- [EXERCISE DIRECTIONS] Convert every line of the listing below into a Markdown table with a Row column holding the row number and a Listing line column holding the line itself, omitting blank lines. Leave the pictures out of the table.

start RECORD EXCERPTS

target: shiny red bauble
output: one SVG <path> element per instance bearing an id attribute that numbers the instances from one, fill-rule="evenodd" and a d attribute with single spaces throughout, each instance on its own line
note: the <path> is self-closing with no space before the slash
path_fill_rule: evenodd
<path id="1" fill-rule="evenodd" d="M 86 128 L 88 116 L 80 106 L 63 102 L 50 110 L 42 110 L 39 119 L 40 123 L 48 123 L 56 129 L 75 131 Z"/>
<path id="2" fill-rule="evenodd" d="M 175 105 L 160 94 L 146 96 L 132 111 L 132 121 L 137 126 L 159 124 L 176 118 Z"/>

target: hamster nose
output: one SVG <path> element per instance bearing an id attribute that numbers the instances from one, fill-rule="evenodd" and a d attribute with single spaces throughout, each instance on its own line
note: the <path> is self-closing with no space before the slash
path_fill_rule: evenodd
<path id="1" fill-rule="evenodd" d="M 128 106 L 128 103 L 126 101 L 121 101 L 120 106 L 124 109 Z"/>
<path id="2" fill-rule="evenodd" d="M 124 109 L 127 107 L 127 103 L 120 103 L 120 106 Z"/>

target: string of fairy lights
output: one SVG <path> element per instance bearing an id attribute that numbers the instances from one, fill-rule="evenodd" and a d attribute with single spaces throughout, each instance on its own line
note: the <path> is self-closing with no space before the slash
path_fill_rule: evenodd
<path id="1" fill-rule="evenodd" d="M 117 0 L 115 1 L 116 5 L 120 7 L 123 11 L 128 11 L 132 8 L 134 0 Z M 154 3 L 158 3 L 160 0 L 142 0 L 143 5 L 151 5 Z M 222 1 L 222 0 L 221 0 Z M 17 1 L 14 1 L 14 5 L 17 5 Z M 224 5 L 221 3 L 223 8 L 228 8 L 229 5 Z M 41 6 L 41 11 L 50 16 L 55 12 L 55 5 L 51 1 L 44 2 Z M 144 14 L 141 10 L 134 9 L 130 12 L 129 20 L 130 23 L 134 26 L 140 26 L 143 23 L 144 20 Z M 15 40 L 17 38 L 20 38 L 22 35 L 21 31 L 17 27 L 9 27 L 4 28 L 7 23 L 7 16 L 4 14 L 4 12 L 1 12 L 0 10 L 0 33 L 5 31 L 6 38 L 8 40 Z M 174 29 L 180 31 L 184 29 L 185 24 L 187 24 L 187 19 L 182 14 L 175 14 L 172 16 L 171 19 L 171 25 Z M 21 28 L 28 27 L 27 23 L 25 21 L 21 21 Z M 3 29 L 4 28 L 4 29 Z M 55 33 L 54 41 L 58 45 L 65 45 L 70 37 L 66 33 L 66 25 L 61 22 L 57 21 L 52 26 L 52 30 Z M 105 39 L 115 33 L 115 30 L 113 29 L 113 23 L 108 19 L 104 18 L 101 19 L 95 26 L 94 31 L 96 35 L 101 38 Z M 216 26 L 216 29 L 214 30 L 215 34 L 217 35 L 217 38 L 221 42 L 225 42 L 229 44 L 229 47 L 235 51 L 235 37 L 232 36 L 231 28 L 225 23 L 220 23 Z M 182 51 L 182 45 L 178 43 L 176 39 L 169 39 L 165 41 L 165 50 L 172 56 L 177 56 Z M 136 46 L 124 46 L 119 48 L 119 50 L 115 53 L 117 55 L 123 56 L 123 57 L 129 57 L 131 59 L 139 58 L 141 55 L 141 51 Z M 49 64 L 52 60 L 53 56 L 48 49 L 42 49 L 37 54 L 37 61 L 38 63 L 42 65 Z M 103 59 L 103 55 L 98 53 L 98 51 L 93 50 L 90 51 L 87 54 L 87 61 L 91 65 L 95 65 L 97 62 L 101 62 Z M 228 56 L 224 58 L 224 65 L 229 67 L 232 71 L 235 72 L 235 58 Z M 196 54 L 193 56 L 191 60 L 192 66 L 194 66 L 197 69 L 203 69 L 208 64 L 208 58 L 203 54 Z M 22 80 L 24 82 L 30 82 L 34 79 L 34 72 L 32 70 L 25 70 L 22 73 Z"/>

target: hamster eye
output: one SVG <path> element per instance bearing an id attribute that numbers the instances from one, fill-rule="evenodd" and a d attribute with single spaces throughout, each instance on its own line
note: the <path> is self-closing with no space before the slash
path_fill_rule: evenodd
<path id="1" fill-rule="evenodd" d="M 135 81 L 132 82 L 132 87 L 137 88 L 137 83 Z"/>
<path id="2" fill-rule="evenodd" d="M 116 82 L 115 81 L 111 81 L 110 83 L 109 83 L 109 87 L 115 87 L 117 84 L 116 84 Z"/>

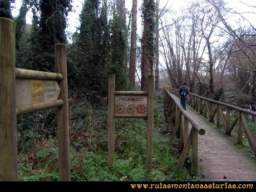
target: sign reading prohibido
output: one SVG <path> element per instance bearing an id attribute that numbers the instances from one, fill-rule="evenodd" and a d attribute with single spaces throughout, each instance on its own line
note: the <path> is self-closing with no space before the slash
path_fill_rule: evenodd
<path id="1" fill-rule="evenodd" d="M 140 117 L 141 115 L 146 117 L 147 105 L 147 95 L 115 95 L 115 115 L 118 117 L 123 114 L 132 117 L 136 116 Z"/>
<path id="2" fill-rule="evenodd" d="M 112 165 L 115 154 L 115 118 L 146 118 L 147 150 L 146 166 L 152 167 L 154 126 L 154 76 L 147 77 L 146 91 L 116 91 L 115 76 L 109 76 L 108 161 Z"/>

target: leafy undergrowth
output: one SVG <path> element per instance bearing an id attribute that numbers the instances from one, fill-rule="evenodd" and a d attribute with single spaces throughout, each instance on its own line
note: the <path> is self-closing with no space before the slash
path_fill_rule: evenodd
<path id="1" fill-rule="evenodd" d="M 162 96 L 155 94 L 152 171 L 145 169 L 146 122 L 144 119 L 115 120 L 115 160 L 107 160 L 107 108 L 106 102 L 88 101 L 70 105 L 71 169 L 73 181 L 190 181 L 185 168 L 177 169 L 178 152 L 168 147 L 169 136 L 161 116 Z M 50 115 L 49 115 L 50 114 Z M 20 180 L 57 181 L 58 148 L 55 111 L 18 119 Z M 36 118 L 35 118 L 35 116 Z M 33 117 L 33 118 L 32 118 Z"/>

end RECORD EXCERPTS

- [SOLUTION FOR THIS TASK]
| Row | Listing line |
|---|---|
| 1 | target: shiny red bauble |
| 2 | output: one SVG <path> element per instance bearing an id attribute that numbers the instances from one, fill-rule="evenodd" and a d attribute with single spaces throughout, each instance on its own line |
| 3 | note: the <path> is self-closing with no space before the slash |
| 4 | path_fill_rule: evenodd |
| 5 | <path id="1" fill-rule="evenodd" d="M 86 128 L 88 116 L 80 106 L 63 102 L 50 110 L 42 110 L 39 119 L 40 123 L 48 123 L 56 129 L 75 131 Z"/> |
| 6 | <path id="2" fill-rule="evenodd" d="M 175 105 L 160 94 L 146 96 L 132 111 L 132 121 L 137 126 L 159 124 L 176 118 Z"/> |
| 7 | target: hamster nose |
| 8 | output: one SVG <path> element per instance bearing an id attribute that numbers the instances from one, fill-rule="evenodd" and a d attribute with single spaces throughout, each instance on its own line |
| 9 | note: the <path> is self-closing with no space before the slash |
| 10 | path_fill_rule: evenodd |
| 11 | <path id="1" fill-rule="evenodd" d="M 128 106 L 128 103 L 126 101 L 121 101 L 120 106 L 124 109 Z"/> |
| 12 | <path id="2" fill-rule="evenodd" d="M 124 109 L 127 107 L 127 103 L 120 103 L 120 106 Z"/> |
| 13 | target: string of fairy lights |
| 14 | output: one SVG <path> element per instance bearing an id attribute that numbers the instances from one, fill-rule="evenodd" and a d attribute with single spaces throughout, each instance on its own line |
| 15 | note: the <path> is self-closing with no space before the slash |
| 16 | path_fill_rule: evenodd |
| 17 | <path id="1" fill-rule="evenodd" d="M 117 0 L 115 1 L 116 5 L 120 7 L 123 11 L 128 11 L 132 8 L 134 0 Z M 154 3 L 158 3 L 160 0 L 142 0 L 143 5 L 151 5 Z M 222 1 L 222 0 L 221 0 Z M 17 1 L 14 1 L 14 5 L 17 5 Z M 224 5 L 221 3 L 223 8 L 228 8 L 229 5 Z M 41 6 L 41 11 L 50 16 L 55 12 L 55 5 L 51 1 L 44 2 Z M 144 14 L 141 10 L 134 9 L 130 12 L 129 20 L 130 23 L 134 26 L 140 26 L 143 23 L 144 20 Z M 15 40 L 17 38 L 20 38 L 22 35 L 21 31 L 17 27 L 9 27 L 4 28 L 7 23 L 7 16 L 4 14 L 4 12 L 1 12 L 0 10 L 0 33 L 5 31 L 6 38 L 8 40 Z M 174 29 L 180 31 L 184 29 L 185 24 L 187 24 L 187 19 L 182 14 L 175 14 L 172 16 L 171 19 L 171 25 Z M 21 28 L 28 27 L 27 23 L 25 21 L 21 21 Z M 3 29 L 4 28 L 4 29 Z M 55 33 L 54 41 L 58 45 L 65 45 L 70 37 L 66 33 L 66 25 L 61 22 L 57 21 L 52 26 L 52 30 Z M 105 39 L 115 33 L 115 30 L 113 29 L 113 23 L 108 19 L 104 18 L 101 19 L 95 26 L 94 31 L 96 35 L 101 38 Z M 216 26 L 216 29 L 214 30 L 215 34 L 217 35 L 217 38 L 221 42 L 225 42 L 229 44 L 229 47 L 235 51 L 235 37 L 232 36 L 231 28 L 225 23 L 220 23 Z M 182 51 L 182 45 L 178 43 L 176 39 L 169 39 L 165 41 L 165 50 L 172 56 L 177 56 Z M 136 46 L 124 46 L 119 48 L 119 50 L 115 53 L 117 55 L 123 56 L 123 57 L 129 57 L 131 59 L 139 58 L 141 55 L 141 51 Z M 49 64 L 52 60 L 53 56 L 48 49 L 42 49 L 37 54 L 37 61 L 38 63 L 42 65 Z M 103 59 L 103 55 L 98 53 L 98 51 L 93 50 L 90 51 L 87 54 L 87 61 L 91 65 L 95 65 L 97 62 L 101 62 Z M 228 56 L 224 58 L 224 65 L 229 67 L 232 71 L 235 72 L 235 58 Z M 196 54 L 193 56 L 191 60 L 192 66 L 194 66 L 197 69 L 203 69 L 208 64 L 208 58 L 203 54 Z M 22 80 L 24 82 L 30 82 L 34 79 L 34 72 L 32 70 L 25 70 L 22 73 Z"/> |
| 18 | target: hamster eye |
| 19 | output: one SVG <path> element per instance bearing an id attribute that numbers the instances from one, fill-rule="evenodd" and a d attribute with single spaces throughout, each instance on its own line |
| 20 | note: the <path> is self-closing with no space before the slash |
| 21 | path_fill_rule: evenodd |
| 22 | <path id="1" fill-rule="evenodd" d="M 135 81 L 132 82 L 132 87 L 137 88 L 137 83 Z"/> |
| 23 | <path id="2" fill-rule="evenodd" d="M 116 82 L 115 81 L 111 81 L 110 83 L 109 83 L 109 87 L 115 87 L 117 84 L 116 84 Z"/> |
| 24 | target: sign reading prohibido |
| 25 | output: one SVG <path> element per instance bearing an id attribute that numbers the instances from one, fill-rule="evenodd" and a d attribute with single spaces throughout, each instance on its own line |
| 26 | note: the <path> is self-closing with no space before the slash |
| 27 | path_fill_rule: evenodd |
| 28 | <path id="1" fill-rule="evenodd" d="M 140 117 L 141 115 L 146 117 L 147 105 L 147 95 L 115 95 L 115 115 L 118 117 L 123 114 L 132 117 L 136 116 Z"/> |
| 29 | <path id="2" fill-rule="evenodd" d="M 112 165 L 115 154 L 115 118 L 146 118 L 147 150 L 146 166 L 152 167 L 154 126 L 154 76 L 147 77 L 146 91 L 116 91 L 115 76 L 109 76 L 108 161 Z"/> |
| 30 | target: leafy undergrowth |
| 31 | output: one SVG <path> element per instance bearing an id attribute that numbers the instances from one, fill-rule="evenodd" and a d attribute with single spaces throughout, each instance on its own line |
| 32 | note: the <path> is self-closing with no space before the slash |
| 33 | path_fill_rule: evenodd |
| 34 | <path id="1" fill-rule="evenodd" d="M 162 96 L 155 94 L 152 171 L 145 169 L 146 122 L 144 119 L 115 120 L 115 160 L 107 160 L 107 108 L 106 102 L 88 101 L 70 105 L 71 169 L 73 181 L 190 181 L 185 168 L 177 169 L 178 152 L 168 147 L 169 136 L 161 116 Z M 50 115 L 49 115 L 50 114 Z M 20 180 L 57 181 L 58 148 L 55 111 L 18 119 Z M 36 118 L 35 118 L 35 116 Z M 33 117 L 33 118 L 32 118 Z"/> |